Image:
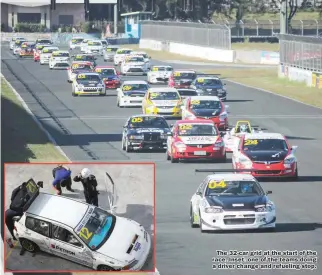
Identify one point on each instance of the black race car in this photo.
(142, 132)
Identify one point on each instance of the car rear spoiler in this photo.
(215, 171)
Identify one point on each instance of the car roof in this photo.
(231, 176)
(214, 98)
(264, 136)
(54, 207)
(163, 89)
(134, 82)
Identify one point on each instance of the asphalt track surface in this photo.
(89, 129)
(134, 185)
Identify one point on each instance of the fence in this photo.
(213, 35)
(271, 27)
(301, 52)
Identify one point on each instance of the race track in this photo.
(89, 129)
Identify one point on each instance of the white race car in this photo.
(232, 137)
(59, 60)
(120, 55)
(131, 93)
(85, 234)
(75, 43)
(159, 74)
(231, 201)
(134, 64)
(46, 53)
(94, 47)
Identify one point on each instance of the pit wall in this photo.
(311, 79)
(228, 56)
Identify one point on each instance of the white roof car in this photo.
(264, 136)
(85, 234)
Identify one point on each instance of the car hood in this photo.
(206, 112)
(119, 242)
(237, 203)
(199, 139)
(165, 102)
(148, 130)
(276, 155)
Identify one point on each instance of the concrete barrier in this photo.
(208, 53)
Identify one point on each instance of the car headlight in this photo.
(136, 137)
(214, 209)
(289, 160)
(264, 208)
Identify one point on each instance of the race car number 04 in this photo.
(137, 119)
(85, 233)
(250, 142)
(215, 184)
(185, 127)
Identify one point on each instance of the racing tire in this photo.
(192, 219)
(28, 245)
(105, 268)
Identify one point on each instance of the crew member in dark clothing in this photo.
========================================
What the task requires: Render the data from the line containing "Identify one point on each instance of the car roof" through the last line of the data, both included, as a Markdown table with the columns Row and Text. Number each line in Row and omit blank lines.

Answer to this problem:
| Row | Text |
|---|---|
| 1 | Identify one point on each instance of the car roof in this photo. |
| 2 | (231, 176) |
| 3 | (214, 98) |
| 4 | (264, 136) |
| 5 | (54, 207) |
| 6 | (163, 89) |
| 7 | (134, 82) |
| 8 | Identify one point on each instance of the asphalt track surface in this photo. |
| 9 | (89, 129) |
| 10 | (134, 185) |
| 11 | Identify one point on each instance of the fence in this photo. |
| 12 | (213, 35) |
| 13 | (271, 27) |
| 14 | (301, 52) |
| 15 | Identify one point on each instance of the race track in this photo. |
| 16 | (89, 129) |
| 17 | Identify one point on each instance of the white race car in this photo. |
| 18 | (232, 137) |
| 19 | (59, 60) |
| 20 | (120, 55) |
| 21 | (131, 93) |
| 22 | (85, 234) |
| 23 | (75, 43) |
| 24 | (159, 74) |
| 25 | (231, 201) |
| 26 | (134, 64) |
| 27 | (46, 53) |
| 28 | (94, 47) |
| 29 | Identify one point on each instance of the pit wall in this photo. |
| 30 | (311, 79) |
| 31 | (228, 56) |
| 32 | Identify one point on each instance of the white roof car in this photo. |
| 33 | (264, 136) |
| 34 | (85, 234) |
| 35 | Identify one point on each instance of the car hood in this photo. |
| 36 | (206, 112) |
| 37 | (119, 242) |
| 38 | (237, 203) |
| 39 | (199, 139) |
| 40 | (165, 102) |
| 41 | (148, 130) |
| 42 | (276, 155) |
| 43 | Identify one point on each instance of the concrete barrier in this photo. |
| 44 | (208, 53) |
| 45 | Identify one point on each instance of the car headlight in this photo. |
| 46 | (136, 137) |
| 47 | (214, 209) |
| 48 | (289, 160) |
| 49 | (264, 208) |
| 50 | Identify one point on each instance of the race car number 04 in this photo. |
| 51 | (137, 119) |
| 52 | (85, 233) |
| 53 | (250, 142) |
| 54 | (215, 184) |
| 55 | (185, 127) |
| 56 | Identify one point on each instance of the racing tire in this photo. |
| 57 | (192, 219) |
| 58 | (28, 245) |
| 59 | (105, 268) |
| 60 | Identify one point on each instance of the crew member in dark clothing in this photo. |